> **SHORT PROBLEM**: Update the entries from the line with "Target: shrub" through the end of the entries by changing "vegetation" to "greenery" and leaving everything else unchanged. Give back only those lines.
─── DATASET EXTRACT ───
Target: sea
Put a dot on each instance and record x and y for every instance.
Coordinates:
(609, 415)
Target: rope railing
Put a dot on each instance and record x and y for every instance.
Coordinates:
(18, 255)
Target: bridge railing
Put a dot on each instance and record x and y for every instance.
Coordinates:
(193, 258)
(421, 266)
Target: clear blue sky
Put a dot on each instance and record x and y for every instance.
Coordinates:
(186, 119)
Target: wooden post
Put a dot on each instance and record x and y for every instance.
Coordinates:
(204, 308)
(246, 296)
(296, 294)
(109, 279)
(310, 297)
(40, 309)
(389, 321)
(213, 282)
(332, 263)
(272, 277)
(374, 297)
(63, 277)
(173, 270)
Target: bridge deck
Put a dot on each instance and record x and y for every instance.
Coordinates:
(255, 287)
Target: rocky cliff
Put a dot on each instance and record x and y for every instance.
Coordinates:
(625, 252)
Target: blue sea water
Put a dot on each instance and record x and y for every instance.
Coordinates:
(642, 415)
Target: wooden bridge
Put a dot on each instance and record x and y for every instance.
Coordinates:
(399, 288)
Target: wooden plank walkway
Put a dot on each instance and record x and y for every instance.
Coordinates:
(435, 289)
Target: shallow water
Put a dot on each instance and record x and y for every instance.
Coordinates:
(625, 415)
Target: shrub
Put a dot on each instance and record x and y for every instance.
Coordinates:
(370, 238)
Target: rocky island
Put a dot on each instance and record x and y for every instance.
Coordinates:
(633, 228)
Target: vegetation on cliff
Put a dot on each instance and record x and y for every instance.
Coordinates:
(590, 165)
───
> **RESPONSE**:
Target: shrub
Put a dot on each instance and record x and y for every instance.
Coordinates:
(370, 238)
Target: rocky island
Put a dot on each instance and record x and y for every instance.
Coordinates:
(633, 228)
Target: greenery on cliff
Put a dot on each instance and record x and y for every instance.
Coordinates:
(590, 165)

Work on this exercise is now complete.